TASK INSTRUCTIONS:
Drop the pictures from the entries below, then reproduce the rest exactly.

(Point localization data)
* * * * * * *

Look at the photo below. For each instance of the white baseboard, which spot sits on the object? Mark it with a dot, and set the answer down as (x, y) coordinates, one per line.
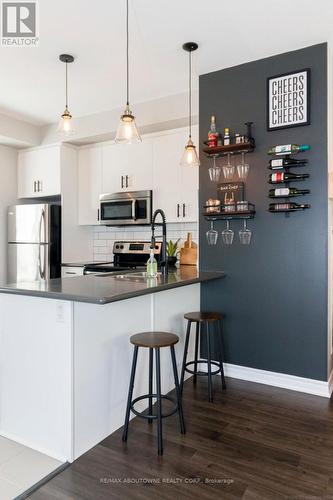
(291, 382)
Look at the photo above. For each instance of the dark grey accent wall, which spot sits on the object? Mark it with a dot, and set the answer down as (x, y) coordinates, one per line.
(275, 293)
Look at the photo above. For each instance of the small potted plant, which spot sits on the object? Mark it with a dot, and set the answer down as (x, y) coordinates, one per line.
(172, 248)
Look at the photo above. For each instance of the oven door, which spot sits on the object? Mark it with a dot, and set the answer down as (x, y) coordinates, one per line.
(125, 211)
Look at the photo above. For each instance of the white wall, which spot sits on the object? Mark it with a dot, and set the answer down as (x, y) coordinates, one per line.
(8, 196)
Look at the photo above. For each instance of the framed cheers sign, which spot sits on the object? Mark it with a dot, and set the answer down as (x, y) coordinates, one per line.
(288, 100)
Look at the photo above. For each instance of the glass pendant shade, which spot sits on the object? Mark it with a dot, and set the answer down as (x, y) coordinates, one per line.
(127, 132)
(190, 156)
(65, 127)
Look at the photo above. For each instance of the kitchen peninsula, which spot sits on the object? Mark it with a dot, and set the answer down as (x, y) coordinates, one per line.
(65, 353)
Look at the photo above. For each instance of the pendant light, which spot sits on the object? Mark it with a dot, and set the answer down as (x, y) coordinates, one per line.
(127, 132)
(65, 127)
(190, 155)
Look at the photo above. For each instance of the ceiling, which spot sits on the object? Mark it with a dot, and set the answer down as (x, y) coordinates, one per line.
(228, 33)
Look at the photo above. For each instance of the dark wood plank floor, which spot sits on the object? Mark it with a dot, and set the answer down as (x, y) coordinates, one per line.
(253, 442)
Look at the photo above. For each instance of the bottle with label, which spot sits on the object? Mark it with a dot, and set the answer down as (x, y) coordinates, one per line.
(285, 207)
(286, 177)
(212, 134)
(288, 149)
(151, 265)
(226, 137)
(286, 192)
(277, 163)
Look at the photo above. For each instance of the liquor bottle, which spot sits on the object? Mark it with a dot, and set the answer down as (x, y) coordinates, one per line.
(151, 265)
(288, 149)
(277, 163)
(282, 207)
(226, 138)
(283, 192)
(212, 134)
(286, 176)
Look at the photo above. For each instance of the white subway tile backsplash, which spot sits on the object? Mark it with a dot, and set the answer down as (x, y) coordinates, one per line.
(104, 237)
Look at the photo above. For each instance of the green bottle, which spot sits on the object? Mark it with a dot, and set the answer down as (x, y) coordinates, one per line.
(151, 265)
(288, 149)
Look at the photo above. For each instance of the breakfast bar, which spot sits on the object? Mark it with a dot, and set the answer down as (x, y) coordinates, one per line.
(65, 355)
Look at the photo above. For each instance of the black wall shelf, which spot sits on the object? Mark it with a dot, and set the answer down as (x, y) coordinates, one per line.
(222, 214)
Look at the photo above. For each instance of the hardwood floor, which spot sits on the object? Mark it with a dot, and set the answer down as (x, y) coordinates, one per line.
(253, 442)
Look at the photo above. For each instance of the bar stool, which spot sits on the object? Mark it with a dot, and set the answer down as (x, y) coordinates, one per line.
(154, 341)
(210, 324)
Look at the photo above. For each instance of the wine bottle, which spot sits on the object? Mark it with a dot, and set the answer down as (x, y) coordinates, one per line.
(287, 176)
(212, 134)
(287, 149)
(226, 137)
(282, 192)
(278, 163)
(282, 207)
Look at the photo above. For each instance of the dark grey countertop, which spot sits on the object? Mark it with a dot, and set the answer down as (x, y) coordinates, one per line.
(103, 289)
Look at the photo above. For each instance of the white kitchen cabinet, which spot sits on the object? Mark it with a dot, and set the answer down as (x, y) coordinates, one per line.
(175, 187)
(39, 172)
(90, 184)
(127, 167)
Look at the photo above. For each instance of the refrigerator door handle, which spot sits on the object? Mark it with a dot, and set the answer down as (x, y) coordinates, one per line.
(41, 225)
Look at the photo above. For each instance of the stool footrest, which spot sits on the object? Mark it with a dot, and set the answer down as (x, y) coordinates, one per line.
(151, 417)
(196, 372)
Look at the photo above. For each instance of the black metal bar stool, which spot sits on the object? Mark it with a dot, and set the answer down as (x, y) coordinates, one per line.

* * * * * * *

ANSWER SPACE:
Look at the photo below. For each instance of the white baseboard, which spot sits on the object? Mark it with a dot, and set the answer down as (x, y) coordinates, one per line.
(291, 382)
Look at the photo above. For each instance of the dark grey accent wall, which spot sits on the object? Mark it with a dot, and set the answer down as (x, y) coordinates, one per line.
(275, 293)
Look at the photo above. For each instance of the small potted plant, which spot sits on the object? Mark it with a dot, and set the answer down as (x, y) coordinates, one per line.
(172, 248)
Look at the photo above. For each instance of the oven door, which spot sits on the object? Mark it with a dot, and set the answer down as (x, y) coordinates, one per line.
(125, 211)
Look at the photo above. For each instance of the white wall, which spot sits on the object? Mark it with a dot, and set the answer down as (x, y) coordinates, one per line.
(8, 196)
Look at the photo above. For each instance of the framed cheers sign, which spot sits on the object? Mark it with a dot, and set the answer down as (x, y) coordinates, one per line.
(288, 100)
Look at the photo above. For each instance of the glass pendant shade, which spot sits on the object? Mark it with a dot, and set the answer down as (x, y) coordinates, one per line.
(127, 132)
(190, 156)
(65, 127)
Look at the photo above. For each instance of the kitchen peninsula, which spot sits on the object? Mark it with a dot, and set the answer down as (x, y) coordinates, one per line.
(65, 353)
Look at the photo above. For each instance of the pendant light, which spot sits on the object? Mark it with a dot, and set the answer down as (x, y) coordinates, one per line.
(127, 132)
(65, 127)
(190, 155)
Look at the photo above. For each instance of the ceiling, which spot sits on the object? Mark it with a dot, and set the answer down as (x, y) coordinates, one per line.
(228, 33)
Look at the photo above. For each instance of the dark wood plank floor, which spot sits on the object? Mark it with a dot, and set the answer down as (x, y) coordinates, one per line.
(253, 442)
Look at the photo above. For each instance of the bottle with label, which spot sits on the object? Mark it with a dot, and set the answer down as (x, y) coordinates, one per line.
(285, 207)
(286, 177)
(212, 134)
(288, 149)
(151, 265)
(226, 137)
(286, 192)
(277, 163)
Look at the photo above. For each instance of the liquor bottle, which spot sits on the object? Mark it with a dot, and set the answer down as (x, y) coordinates, one per line.
(151, 265)
(288, 149)
(277, 163)
(282, 207)
(226, 138)
(283, 192)
(212, 134)
(286, 176)
Look at the photo above. For each instance of the white subway tile backsplash, which spot sits on the object? Mark it with a dot, and set the answer down as (x, y) coordinates, one per line.
(104, 237)
Look at the photo above. For each instance of the green bottle, which spot sits on the object? Mark it with a dot, and set the answer down as (x, y) coordinates, one per line.
(151, 265)
(288, 149)
Look at the photo above. For each instance of the breakfast bar, which spot sits on the object? Mark it with a dot, and set the answer down as (x, y) coordinates, one per line.
(65, 355)
Look at the photo above. For each instance of the black wall shelf, which spot sits on the object? Mark it with a dot, and set the answer down as (x, y) coordinates, one per line.
(222, 214)
Look at the photo above. For each instance of the hardwood floor, which spot sits on the object? Mark it with a dot, and set the answer down as (x, y) coordinates, one per line.
(253, 442)
Look at the photo above. For each instance of the bar stool, which spot sits on the object? Mark it with a dot, and set the answer down as (x, y) coordinates, one per line.
(154, 341)
(210, 324)
Look at the photo above. For each instance of the wine bottle, which spot sits on the object? Mark it with a dot, and set the answer down as (x, y) coordinates, one per line.
(287, 176)
(212, 134)
(287, 149)
(226, 137)
(282, 192)
(278, 163)
(282, 207)
Look at the photo above. For each instance of the dark grey countertop, which spot sits on the object? Mark it with a dot, and set the answer down as (x, y) coordinates, one per line.
(103, 289)
Look at the photo above. For each instance of the white kitchen cabinet, which spot sits on the object? Mark it with a dot, and set the answer down as (x, y) coordinates, one per line.
(175, 187)
(39, 172)
(90, 184)
(127, 167)
Look at the photo above. For each instance of the refrigerator door handle, which spot sits on the object? Mark it with a dot, and set the answer down as (x, y) coordinates, one per line.
(41, 225)
Look at the photo above. For each instance of the stool footrest, which spot sits on the object? Mark it with a dot, and set the answer down as (x, y) coordinates, one per line.
(151, 417)
(196, 372)
Look at the photo above. For each instance of the black metal bar stool, which spot sits on the object? Mark it with a dot, and set the answer down as (x, y) coordinates, one per line.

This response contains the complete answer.